▶ **RECORDS FOR THE EXERCISE**

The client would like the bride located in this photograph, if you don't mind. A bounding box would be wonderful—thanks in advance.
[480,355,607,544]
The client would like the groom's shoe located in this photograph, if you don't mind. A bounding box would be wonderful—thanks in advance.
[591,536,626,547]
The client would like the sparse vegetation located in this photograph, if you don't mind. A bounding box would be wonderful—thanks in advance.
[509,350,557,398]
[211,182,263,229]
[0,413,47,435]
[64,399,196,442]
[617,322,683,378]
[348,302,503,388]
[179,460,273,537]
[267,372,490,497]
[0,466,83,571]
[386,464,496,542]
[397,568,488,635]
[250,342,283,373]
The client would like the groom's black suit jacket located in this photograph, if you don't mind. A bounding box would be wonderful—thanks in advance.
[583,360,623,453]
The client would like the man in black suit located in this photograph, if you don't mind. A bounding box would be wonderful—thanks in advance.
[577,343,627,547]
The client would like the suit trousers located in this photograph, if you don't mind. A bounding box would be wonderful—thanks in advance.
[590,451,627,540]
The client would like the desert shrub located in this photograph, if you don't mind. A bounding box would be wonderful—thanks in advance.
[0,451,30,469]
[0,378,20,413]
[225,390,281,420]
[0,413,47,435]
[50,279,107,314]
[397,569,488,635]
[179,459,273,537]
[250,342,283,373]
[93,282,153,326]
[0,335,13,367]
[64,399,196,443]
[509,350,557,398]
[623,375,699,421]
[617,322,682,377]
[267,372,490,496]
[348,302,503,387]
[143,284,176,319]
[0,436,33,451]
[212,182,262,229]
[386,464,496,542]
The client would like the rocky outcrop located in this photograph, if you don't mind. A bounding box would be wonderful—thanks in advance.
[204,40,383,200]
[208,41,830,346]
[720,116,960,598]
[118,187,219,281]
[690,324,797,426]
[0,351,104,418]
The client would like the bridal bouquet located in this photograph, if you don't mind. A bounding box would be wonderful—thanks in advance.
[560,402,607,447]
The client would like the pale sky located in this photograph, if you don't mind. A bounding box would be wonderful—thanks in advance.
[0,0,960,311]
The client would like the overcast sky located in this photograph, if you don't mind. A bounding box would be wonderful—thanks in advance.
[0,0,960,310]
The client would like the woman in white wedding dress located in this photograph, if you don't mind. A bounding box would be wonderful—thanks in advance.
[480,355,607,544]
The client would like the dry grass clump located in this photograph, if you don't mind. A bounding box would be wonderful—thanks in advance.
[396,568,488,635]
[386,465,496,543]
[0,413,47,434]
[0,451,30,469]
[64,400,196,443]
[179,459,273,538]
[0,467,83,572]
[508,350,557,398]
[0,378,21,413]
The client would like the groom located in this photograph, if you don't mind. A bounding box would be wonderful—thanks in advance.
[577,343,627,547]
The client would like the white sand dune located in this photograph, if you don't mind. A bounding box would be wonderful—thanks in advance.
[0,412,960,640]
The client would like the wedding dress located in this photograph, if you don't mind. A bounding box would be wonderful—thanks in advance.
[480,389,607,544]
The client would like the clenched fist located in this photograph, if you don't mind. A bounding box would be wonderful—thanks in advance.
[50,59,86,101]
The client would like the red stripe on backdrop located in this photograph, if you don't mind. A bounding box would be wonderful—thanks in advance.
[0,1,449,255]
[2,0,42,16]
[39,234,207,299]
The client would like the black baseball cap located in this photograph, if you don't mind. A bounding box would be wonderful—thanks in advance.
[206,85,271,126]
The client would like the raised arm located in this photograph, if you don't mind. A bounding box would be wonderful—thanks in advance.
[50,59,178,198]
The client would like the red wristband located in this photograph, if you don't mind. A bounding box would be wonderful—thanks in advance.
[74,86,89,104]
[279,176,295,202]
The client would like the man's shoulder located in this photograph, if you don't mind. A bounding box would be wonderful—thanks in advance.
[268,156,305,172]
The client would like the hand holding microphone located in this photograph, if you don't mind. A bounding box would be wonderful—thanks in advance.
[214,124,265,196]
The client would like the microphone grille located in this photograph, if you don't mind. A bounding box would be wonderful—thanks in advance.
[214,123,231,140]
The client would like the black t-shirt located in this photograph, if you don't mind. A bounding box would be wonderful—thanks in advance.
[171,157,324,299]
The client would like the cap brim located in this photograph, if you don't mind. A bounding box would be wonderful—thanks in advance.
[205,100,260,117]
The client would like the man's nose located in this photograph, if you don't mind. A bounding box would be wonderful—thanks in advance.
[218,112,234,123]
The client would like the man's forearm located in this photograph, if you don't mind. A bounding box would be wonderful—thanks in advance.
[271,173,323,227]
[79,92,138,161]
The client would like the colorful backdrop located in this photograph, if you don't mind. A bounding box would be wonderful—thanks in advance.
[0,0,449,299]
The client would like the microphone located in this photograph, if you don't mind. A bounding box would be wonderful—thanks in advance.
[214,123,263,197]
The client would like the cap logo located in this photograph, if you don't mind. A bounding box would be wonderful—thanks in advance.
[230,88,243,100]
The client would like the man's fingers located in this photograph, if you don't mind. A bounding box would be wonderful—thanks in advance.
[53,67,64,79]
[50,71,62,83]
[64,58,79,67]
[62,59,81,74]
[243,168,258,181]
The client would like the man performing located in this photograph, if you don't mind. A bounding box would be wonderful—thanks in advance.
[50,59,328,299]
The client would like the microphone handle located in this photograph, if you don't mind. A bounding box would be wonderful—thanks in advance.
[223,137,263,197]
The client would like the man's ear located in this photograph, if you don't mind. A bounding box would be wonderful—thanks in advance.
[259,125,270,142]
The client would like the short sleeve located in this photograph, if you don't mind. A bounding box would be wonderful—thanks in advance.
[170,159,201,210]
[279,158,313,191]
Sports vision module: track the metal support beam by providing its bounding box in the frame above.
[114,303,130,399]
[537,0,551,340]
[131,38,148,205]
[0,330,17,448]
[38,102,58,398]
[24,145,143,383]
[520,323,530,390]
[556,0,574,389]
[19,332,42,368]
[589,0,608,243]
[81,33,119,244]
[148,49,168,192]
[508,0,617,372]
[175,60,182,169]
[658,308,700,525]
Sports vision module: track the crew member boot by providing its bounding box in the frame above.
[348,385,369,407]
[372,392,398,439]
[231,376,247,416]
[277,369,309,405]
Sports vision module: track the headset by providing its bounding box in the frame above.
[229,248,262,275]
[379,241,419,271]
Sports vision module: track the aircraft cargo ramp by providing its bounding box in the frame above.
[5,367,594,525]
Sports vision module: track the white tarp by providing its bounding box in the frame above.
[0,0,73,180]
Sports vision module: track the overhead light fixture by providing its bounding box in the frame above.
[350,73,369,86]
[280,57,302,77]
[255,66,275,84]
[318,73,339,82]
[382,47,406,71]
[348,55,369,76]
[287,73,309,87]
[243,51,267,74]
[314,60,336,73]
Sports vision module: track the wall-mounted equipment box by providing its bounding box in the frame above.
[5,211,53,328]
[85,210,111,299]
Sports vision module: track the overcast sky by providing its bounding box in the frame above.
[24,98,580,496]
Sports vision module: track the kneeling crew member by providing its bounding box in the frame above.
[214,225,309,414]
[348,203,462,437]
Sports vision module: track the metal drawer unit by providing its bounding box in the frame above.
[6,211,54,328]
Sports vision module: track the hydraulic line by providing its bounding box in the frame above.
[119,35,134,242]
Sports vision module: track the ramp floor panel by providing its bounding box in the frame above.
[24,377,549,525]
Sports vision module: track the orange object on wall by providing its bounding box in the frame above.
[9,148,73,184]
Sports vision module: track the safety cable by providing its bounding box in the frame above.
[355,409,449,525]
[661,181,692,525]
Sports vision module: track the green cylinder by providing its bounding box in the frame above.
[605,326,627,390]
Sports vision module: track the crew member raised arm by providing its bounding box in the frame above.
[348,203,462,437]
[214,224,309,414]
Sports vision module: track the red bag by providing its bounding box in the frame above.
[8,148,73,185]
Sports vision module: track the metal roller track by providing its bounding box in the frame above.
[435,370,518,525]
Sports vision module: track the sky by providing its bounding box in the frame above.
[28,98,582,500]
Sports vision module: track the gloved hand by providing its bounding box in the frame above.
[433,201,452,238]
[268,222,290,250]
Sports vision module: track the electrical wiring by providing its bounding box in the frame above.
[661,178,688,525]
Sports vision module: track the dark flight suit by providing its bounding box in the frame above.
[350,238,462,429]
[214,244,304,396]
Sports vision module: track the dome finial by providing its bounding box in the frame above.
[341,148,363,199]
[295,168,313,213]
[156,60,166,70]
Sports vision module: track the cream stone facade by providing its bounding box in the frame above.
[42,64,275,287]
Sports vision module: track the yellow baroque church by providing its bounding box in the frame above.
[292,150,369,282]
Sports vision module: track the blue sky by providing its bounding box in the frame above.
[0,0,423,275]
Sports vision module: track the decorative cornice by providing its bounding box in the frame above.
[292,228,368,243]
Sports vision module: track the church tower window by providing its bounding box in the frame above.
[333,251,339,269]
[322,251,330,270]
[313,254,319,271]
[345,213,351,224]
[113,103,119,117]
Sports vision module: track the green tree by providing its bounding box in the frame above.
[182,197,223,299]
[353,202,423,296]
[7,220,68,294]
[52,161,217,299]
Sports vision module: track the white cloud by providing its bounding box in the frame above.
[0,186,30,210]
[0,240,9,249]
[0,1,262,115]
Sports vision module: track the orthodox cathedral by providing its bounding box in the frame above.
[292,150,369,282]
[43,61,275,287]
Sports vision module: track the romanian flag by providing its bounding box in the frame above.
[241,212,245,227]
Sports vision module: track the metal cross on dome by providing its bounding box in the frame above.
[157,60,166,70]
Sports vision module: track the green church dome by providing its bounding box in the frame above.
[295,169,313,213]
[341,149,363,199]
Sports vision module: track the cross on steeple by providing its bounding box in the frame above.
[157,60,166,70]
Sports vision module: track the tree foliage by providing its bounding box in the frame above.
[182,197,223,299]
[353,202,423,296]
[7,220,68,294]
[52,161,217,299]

▶ **EXERCISE DETAILS**
Convert the records from the line with "The client would like the black t-shirt" up to and including the line with "[171,157,324,299]" into a numbered list, leaving out any blank lines.

▶ **WRITTEN SOLUTION**
1. The client would like the black t-shirt located in this photograph, if you don't mind. A bounding box would be wonderful—thanks in advance.
2. [171,157,324,299]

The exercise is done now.